* [Stated task]: Please find each line in the data below that contains the word "marble", treating uppercase and lowercase as different, and copy those lines.

* [The input]:
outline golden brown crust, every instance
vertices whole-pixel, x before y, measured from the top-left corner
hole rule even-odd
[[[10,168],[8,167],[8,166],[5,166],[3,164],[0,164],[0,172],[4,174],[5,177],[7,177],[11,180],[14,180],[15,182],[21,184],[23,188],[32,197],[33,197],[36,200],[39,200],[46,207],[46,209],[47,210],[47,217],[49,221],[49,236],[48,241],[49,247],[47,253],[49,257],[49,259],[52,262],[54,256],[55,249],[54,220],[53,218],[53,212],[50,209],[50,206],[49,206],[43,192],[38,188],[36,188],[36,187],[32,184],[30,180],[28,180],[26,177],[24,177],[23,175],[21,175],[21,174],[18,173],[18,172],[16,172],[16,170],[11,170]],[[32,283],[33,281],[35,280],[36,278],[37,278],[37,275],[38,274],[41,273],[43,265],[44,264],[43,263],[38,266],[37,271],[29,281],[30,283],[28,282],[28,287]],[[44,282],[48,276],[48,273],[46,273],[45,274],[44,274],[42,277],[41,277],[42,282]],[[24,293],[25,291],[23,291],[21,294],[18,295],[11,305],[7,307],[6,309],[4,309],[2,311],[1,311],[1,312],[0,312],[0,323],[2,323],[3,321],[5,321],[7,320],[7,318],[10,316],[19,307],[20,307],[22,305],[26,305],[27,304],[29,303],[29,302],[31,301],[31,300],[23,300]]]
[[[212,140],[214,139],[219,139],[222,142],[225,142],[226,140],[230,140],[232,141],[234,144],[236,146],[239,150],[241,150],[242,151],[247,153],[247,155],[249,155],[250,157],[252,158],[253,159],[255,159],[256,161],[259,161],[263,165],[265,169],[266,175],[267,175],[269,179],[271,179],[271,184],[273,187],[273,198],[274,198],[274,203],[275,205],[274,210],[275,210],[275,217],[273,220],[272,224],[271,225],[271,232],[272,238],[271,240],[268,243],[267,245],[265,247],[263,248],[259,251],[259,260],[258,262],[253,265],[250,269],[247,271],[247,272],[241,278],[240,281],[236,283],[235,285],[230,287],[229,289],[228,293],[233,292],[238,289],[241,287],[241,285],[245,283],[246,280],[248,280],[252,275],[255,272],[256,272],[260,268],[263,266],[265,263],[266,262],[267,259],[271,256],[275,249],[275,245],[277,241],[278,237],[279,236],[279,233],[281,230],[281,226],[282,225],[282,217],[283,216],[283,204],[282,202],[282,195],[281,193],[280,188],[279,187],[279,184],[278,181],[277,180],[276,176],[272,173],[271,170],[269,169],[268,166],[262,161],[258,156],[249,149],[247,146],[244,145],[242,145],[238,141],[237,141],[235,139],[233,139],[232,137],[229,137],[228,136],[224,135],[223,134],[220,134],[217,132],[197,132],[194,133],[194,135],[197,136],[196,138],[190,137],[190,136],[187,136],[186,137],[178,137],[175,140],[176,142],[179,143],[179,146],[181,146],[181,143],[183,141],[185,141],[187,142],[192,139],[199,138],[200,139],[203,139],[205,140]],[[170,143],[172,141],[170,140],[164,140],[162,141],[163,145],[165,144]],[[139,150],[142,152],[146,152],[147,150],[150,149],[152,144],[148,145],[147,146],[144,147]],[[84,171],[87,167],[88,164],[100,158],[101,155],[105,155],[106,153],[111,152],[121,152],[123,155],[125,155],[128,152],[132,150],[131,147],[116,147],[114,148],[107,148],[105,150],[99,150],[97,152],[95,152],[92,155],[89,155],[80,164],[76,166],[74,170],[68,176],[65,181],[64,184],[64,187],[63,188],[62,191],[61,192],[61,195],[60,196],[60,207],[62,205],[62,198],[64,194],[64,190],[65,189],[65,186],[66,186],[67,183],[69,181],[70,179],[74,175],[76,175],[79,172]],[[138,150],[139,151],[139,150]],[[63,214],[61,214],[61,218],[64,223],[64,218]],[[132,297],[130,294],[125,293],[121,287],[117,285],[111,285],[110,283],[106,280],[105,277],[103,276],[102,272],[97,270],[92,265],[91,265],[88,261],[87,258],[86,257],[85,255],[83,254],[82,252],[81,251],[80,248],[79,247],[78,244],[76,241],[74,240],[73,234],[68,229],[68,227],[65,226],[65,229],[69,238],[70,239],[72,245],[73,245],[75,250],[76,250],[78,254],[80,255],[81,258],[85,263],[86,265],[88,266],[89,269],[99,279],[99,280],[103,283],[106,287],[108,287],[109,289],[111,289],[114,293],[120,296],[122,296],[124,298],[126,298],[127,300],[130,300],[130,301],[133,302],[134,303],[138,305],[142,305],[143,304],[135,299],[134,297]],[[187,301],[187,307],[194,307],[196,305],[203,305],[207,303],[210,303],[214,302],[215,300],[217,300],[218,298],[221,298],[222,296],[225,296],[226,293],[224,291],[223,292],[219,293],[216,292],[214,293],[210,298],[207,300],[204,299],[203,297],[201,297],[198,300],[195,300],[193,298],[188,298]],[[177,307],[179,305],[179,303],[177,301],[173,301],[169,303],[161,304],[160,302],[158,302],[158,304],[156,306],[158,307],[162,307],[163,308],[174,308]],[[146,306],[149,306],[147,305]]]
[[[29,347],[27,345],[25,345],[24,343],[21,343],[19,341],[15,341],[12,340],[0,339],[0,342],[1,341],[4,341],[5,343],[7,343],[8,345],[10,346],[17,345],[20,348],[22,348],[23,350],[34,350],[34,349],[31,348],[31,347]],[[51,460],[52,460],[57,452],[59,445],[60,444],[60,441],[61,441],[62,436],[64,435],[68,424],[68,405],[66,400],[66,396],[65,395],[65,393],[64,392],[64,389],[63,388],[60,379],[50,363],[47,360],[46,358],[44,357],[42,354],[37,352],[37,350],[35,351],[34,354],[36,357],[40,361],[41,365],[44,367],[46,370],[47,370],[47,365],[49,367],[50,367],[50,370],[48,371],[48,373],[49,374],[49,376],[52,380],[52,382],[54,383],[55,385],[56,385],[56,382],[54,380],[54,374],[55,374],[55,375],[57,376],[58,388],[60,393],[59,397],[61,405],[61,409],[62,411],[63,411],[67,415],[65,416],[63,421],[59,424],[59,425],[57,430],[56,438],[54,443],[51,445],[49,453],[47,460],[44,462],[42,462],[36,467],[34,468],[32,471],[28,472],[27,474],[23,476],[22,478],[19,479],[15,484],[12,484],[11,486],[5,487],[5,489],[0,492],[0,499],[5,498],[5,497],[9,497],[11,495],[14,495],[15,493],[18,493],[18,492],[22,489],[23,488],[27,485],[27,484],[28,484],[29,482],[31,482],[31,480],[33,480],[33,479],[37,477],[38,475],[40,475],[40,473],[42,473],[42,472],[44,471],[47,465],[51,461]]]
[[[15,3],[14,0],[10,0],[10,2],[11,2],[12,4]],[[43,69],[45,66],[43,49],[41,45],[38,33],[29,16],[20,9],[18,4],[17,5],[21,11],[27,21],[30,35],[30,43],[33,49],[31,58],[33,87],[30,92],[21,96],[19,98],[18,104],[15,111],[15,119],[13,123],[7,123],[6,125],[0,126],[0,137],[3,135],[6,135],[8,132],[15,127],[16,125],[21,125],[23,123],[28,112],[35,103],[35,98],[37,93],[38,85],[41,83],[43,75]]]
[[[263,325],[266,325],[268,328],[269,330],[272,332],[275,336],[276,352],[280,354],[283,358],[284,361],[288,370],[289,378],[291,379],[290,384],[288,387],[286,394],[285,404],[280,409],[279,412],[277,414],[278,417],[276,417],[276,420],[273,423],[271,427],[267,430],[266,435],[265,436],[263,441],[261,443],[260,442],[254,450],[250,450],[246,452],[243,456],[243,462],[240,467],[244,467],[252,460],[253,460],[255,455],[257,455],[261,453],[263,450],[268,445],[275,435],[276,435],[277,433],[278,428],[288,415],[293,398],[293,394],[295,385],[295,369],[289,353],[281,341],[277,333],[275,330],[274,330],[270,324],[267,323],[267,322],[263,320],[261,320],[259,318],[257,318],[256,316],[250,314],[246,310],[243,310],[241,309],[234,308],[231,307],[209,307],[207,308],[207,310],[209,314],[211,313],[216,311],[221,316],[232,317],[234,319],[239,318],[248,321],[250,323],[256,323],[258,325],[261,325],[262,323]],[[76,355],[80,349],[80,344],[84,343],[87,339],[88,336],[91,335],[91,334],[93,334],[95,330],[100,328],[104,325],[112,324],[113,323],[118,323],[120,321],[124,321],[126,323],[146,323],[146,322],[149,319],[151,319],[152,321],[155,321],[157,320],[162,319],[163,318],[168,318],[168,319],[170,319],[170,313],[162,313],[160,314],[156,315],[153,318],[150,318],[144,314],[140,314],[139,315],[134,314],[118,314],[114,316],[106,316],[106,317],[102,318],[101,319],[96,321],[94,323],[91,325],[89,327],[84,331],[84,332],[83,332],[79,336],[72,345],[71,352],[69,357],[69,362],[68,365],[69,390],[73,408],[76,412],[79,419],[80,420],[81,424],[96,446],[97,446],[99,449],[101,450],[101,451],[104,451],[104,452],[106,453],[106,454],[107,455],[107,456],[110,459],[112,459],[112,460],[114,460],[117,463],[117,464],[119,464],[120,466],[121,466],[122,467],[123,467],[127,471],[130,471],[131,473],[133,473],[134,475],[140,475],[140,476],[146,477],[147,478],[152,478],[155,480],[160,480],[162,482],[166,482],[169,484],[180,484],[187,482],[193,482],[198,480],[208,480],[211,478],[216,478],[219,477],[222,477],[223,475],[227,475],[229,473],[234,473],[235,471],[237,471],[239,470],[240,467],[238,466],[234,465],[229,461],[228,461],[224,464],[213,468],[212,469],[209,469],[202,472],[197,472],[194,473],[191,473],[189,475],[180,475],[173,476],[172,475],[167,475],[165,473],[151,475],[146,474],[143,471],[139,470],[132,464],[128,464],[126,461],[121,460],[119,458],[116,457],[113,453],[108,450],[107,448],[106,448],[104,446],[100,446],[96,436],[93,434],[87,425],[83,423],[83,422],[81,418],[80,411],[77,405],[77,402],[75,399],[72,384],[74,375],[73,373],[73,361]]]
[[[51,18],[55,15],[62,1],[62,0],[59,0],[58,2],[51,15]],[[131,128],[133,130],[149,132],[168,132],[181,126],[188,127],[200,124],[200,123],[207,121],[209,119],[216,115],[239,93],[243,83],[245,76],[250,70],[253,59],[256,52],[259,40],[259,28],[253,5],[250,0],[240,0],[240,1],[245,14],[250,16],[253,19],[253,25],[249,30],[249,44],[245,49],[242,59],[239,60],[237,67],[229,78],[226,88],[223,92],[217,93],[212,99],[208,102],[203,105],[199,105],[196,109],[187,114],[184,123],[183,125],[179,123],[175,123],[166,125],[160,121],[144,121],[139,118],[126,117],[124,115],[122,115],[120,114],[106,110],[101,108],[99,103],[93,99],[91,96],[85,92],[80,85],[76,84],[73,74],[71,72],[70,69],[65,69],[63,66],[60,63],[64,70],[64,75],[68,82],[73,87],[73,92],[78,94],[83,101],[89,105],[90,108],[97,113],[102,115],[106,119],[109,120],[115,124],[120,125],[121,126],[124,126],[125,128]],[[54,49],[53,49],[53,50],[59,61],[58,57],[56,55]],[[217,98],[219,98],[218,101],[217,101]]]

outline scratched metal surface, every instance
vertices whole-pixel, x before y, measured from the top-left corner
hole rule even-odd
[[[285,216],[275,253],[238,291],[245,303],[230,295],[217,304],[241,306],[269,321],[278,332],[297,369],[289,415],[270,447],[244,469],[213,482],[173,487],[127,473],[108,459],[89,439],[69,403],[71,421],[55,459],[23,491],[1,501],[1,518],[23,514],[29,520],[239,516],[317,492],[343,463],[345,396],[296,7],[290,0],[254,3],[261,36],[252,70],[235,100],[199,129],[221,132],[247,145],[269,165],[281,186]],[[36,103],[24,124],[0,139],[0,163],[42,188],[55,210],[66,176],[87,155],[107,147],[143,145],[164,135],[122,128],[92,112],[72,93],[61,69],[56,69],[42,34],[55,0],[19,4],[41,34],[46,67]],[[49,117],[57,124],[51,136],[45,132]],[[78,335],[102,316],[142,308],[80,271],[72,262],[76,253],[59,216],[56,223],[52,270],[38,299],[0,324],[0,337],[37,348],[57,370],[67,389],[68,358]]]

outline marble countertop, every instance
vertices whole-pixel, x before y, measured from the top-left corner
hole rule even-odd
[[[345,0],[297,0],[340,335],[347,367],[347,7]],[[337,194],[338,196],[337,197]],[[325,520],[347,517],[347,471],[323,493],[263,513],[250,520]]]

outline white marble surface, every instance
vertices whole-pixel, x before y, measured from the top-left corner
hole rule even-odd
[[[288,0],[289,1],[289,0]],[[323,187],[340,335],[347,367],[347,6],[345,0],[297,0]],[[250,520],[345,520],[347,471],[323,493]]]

* [Exercise solution]:
outline marble countertop, every instance
outline white marble surface, every instance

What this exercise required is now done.